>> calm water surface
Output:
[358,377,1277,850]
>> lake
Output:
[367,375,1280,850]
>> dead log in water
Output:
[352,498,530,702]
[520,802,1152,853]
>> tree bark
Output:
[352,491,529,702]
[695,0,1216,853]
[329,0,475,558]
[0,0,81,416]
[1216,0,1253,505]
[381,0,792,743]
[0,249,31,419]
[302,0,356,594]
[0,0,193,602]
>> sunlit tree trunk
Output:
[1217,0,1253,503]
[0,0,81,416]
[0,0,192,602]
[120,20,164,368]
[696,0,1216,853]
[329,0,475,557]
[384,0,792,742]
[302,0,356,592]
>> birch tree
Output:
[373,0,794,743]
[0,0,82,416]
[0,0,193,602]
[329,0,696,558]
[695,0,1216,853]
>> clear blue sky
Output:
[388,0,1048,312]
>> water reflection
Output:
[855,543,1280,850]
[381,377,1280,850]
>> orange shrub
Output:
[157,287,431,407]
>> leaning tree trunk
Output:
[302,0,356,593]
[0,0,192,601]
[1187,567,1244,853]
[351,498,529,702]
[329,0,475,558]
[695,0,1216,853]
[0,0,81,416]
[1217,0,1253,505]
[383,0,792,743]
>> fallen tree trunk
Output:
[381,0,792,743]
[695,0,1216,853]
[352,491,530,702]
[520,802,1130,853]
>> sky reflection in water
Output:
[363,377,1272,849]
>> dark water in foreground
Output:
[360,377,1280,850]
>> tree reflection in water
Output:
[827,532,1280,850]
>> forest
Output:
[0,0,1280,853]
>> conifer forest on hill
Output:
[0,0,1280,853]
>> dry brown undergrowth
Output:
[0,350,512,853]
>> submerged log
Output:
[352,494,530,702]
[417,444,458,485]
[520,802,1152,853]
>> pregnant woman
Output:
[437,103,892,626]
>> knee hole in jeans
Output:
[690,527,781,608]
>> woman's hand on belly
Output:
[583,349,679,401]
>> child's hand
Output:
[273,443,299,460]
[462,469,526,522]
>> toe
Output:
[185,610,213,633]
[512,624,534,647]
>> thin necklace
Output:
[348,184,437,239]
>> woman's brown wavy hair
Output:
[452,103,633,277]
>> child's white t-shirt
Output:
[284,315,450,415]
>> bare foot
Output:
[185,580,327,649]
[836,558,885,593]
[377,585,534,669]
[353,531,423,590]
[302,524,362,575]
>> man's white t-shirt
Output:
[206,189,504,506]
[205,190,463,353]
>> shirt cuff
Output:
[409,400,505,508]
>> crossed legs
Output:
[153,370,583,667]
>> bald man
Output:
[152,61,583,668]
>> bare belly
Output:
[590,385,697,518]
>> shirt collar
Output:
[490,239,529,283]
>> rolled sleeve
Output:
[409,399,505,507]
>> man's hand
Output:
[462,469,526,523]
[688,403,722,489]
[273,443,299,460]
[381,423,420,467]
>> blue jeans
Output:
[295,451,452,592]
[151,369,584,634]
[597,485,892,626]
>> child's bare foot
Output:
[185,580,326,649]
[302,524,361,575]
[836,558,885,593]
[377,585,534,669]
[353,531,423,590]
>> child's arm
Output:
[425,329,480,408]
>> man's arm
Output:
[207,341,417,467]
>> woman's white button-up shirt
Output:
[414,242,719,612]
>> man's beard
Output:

WHAT IS NEEDED:
Switch "tree" to "pine" in the data from the start up to and including the line with "[302,0,356,592]", and give those lines again with nothing else changed.

RESPONSE BELOW:
>> calm water surface
Output:
[358,377,1277,850]
>> lake
Output:
[367,375,1280,850]
>> dead log in water
Output:
[352,498,530,702]
[520,802,1152,853]
>> pine bark
Output:
[352,491,529,702]
[695,0,1216,853]
[329,0,475,558]
[0,0,81,416]
[1216,0,1253,505]
[381,0,792,743]
[0,249,31,419]
[302,0,356,594]
[0,0,193,602]
>> sunlit pine trunk
Output:
[1217,0,1253,503]
[0,0,81,416]
[0,0,192,602]
[120,20,164,368]
[696,0,1216,853]
[329,0,475,557]
[384,0,792,742]
[302,0,356,592]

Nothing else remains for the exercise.